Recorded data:
........

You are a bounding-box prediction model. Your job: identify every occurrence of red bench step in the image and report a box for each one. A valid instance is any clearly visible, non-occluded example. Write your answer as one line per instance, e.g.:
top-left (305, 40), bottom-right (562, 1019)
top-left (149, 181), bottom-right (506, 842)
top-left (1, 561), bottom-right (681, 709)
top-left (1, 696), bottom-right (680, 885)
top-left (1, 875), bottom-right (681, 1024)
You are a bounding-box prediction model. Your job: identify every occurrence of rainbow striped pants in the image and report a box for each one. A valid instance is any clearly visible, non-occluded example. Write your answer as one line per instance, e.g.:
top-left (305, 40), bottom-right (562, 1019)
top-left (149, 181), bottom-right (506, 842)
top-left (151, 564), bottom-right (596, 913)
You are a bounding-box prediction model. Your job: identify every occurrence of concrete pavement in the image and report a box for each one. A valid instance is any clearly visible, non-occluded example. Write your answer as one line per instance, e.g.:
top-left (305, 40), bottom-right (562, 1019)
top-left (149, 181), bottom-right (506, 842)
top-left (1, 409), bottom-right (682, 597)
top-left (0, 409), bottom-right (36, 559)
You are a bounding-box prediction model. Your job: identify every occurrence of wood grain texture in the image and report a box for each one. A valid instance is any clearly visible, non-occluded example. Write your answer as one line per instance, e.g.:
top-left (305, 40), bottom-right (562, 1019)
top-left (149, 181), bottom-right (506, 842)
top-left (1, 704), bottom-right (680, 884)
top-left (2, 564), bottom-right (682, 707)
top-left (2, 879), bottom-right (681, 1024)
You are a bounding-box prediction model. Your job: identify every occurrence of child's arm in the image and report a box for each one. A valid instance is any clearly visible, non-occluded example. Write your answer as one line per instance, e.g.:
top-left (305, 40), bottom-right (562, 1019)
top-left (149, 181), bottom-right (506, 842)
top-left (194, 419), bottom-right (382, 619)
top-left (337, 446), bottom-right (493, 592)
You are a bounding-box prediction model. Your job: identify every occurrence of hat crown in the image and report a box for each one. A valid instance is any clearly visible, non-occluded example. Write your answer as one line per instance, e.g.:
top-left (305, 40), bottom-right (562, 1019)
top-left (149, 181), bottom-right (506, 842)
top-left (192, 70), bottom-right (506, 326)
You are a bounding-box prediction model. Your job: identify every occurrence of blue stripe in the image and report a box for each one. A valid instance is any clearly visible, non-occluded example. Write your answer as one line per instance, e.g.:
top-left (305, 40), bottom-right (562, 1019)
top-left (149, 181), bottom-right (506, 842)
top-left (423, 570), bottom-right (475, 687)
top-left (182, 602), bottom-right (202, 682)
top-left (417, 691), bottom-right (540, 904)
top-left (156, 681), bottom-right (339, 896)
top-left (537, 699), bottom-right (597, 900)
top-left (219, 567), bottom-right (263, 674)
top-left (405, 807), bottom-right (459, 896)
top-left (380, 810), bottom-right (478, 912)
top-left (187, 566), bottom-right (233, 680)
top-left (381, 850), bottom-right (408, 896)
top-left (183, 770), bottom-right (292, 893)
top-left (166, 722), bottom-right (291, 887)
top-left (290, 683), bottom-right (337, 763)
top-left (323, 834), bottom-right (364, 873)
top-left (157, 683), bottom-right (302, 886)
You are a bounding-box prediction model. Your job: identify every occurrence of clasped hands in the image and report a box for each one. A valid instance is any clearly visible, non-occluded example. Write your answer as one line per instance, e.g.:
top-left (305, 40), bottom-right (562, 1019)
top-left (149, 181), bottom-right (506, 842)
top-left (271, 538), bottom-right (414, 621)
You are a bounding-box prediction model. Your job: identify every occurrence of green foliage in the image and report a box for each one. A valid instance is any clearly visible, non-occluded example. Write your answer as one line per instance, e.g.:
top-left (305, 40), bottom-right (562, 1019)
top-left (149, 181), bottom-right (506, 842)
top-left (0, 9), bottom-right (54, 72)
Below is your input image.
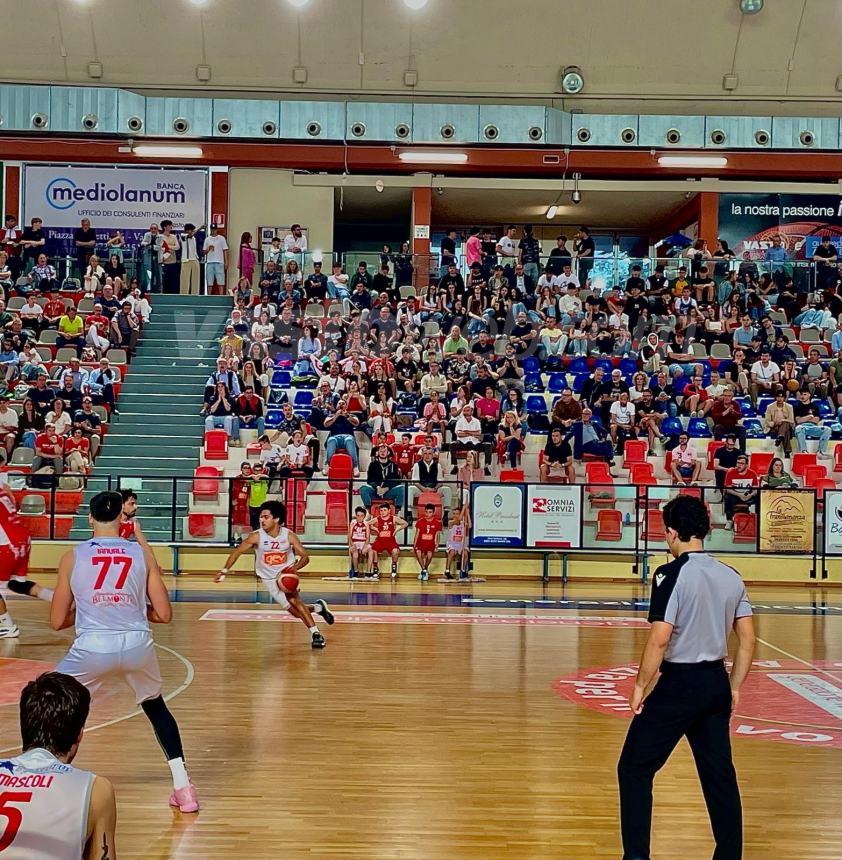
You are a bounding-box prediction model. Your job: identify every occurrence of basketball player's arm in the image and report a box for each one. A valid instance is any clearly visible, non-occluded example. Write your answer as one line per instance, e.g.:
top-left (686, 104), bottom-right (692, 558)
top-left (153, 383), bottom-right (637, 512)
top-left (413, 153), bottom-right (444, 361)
top-left (630, 621), bottom-right (673, 715)
top-left (214, 530), bottom-right (259, 582)
top-left (84, 775), bottom-right (117, 860)
top-left (287, 531), bottom-right (310, 572)
top-left (49, 551), bottom-right (77, 631)
top-left (729, 614), bottom-right (756, 711)
top-left (145, 551), bottom-right (172, 624)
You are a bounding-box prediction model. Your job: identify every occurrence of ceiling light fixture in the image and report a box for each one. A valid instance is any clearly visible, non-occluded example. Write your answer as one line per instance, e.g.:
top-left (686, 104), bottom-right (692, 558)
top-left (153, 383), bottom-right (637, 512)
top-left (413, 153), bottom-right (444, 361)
top-left (658, 155), bottom-right (728, 168)
top-left (286, 0), bottom-right (311, 6)
top-left (571, 172), bottom-right (582, 204)
top-left (398, 151), bottom-right (468, 164)
top-left (402, 0), bottom-right (430, 9)
top-left (133, 145), bottom-right (204, 159)
top-left (545, 205), bottom-right (559, 220)
top-left (739, 0), bottom-right (763, 14)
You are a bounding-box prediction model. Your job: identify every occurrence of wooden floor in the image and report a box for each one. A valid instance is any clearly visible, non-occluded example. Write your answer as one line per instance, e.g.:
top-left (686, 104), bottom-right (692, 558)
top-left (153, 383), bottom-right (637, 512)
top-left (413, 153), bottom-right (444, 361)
top-left (1, 578), bottom-right (841, 859)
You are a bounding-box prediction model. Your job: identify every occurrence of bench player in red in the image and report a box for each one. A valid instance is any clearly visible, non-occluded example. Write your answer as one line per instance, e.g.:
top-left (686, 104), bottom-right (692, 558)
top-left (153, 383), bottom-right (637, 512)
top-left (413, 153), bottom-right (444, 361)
top-left (369, 501), bottom-right (407, 580)
top-left (413, 503), bottom-right (442, 582)
top-left (347, 506), bottom-right (372, 579)
top-left (215, 500), bottom-right (335, 648)
top-left (0, 473), bottom-right (31, 637)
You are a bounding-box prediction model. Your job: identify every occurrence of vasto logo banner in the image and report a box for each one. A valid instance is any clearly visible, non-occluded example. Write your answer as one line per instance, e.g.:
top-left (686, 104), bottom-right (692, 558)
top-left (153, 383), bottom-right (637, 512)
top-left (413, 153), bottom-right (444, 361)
top-left (23, 164), bottom-right (208, 232)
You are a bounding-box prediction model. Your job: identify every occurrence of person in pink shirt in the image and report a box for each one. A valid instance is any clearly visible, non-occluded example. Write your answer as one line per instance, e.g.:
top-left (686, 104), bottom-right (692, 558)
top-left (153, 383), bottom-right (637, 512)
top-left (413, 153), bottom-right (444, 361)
top-left (465, 226), bottom-right (483, 269)
top-left (238, 231), bottom-right (256, 285)
top-left (473, 385), bottom-right (501, 437)
top-left (669, 432), bottom-right (701, 485)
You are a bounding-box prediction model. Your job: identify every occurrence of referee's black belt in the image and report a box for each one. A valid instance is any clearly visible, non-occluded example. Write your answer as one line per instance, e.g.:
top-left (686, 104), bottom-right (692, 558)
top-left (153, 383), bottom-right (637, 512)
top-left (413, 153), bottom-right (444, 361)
top-left (660, 659), bottom-right (725, 672)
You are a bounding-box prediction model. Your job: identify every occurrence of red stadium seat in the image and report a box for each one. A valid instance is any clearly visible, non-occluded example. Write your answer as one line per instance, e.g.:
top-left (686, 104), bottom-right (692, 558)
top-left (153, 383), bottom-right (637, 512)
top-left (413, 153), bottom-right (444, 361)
top-left (733, 513), bottom-right (756, 543)
top-left (706, 441), bottom-right (725, 470)
top-left (414, 490), bottom-right (443, 519)
top-left (499, 469), bottom-right (525, 482)
top-left (622, 439), bottom-right (647, 469)
top-left (327, 452), bottom-right (354, 488)
top-left (791, 452), bottom-right (817, 478)
top-left (802, 465), bottom-right (827, 489)
top-left (833, 445), bottom-right (842, 473)
top-left (203, 430), bottom-right (229, 461)
top-left (642, 509), bottom-right (666, 542)
top-left (193, 466), bottom-right (221, 501)
top-left (188, 514), bottom-right (215, 538)
top-left (325, 491), bottom-right (350, 534)
top-left (629, 462), bottom-right (654, 484)
top-left (595, 509), bottom-right (623, 542)
top-left (749, 452), bottom-right (773, 475)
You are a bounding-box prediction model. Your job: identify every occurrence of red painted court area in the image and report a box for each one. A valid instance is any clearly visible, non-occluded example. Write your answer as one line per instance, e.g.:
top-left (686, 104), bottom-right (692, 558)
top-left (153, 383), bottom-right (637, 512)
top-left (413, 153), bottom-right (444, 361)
top-left (554, 660), bottom-right (842, 748)
top-left (0, 658), bottom-right (57, 707)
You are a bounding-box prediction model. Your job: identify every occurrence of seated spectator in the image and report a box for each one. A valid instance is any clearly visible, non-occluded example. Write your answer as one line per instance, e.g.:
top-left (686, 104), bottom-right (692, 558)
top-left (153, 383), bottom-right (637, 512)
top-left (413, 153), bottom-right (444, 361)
top-left (110, 302), bottom-right (140, 357)
top-left (418, 389), bottom-right (446, 435)
top-left (456, 449), bottom-right (485, 492)
top-left (551, 388), bottom-right (582, 431)
top-left (634, 389), bottom-right (663, 450)
top-left (32, 421), bottom-right (64, 475)
top-left (19, 295), bottom-right (44, 336)
top-left (41, 289), bottom-right (66, 330)
top-left (277, 428), bottom-right (314, 480)
top-left (508, 311), bottom-right (535, 355)
top-left (368, 381), bottom-right (395, 435)
top-left (293, 325), bottom-right (322, 377)
top-left (56, 374), bottom-right (83, 415)
top-left (127, 288), bottom-right (152, 324)
top-left (763, 389), bottom-right (794, 455)
top-left (56, 306), bottom-right (86, 357)
top-left (709, 388), bottom-right (746, 451)
top-left (204, 382), bottom-right (240, 442)
top-left (609, 390), bottom-right (637, 453)
top-left (251, 311), bottom-right (274, 345)
top-left (794, 387), bottom-right (831, 457)
top-left (73, 396), bottom-right (103, 458)
top-left (723, 454), bottom-right (759, 525)
top-left (28, 253), bottom-right (58, 293)
top-left (27, 372), bottom-right (56, 417)
top-left (0, 399), bottom-right (18, 458)
top-left (64, 426), bottom-right (91, 474)
top-left (270, 401), bottom-right (320, 469)
top-left (327, 261), bottom-right (351, 302)
top-left (258, 260), bottom-right (282, 298)
top-left (496, 410), bottom-right (524, 469)
top-left (539, 426), bottom-right (575, 483)
top-left (669, 432), bottom-right (701, 485)
top-left (18, 344), bottom-right (45, 382)
top-left (88, 357), bottom-right (119, 414)
top-left (45, 397), bottom-right (72, 436)
top-left (568, 406), bottom-right (615, 466)
top-left (539, 317), bottom-right (567, 359)
top-left (450, 402), bottom-right (490, 474)
top-left (324, 395), bottom-right (361, 476)
top-left (256, 434), bottom-right (284, 478)
top-left (17, 397), bottom-right (44, 449)
top-left (236, 385), bottom-right (266, 437)
top-left (83, 255), bottom-right (106, 294)
top-left (802, 348), bottom-right (831, 401)
top-left (712, 433), bottom-right (741, 493)
top-left (762, 457), bottom-right (797, 488)
top-left (409, 444), bottom-right (452, 509)
top-left (0, 337), bottom-right (18, 384)
top-left (360, 443), bottom-right (405, 510)
top-left (750, 349), bottom-right (780, 406)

........

Task instructions =>
Search the entries for the word "player", then gather every line that has it.

Response area =>
You are a bounding-box prediction model. Your job: identify every occurrence of basketball player's arm in the image and report a box for each one. A valid instance is any clearly visible, non-occluded example. Write your answer as one line per instance, e.g.:
You are a bounding-box prediction model. Your job: identify every occurrence of bench player in red in the image and report a box for each one. A valid instance is any clearly visible, non-occluded example. Write your answer as one line per instance, e.g.:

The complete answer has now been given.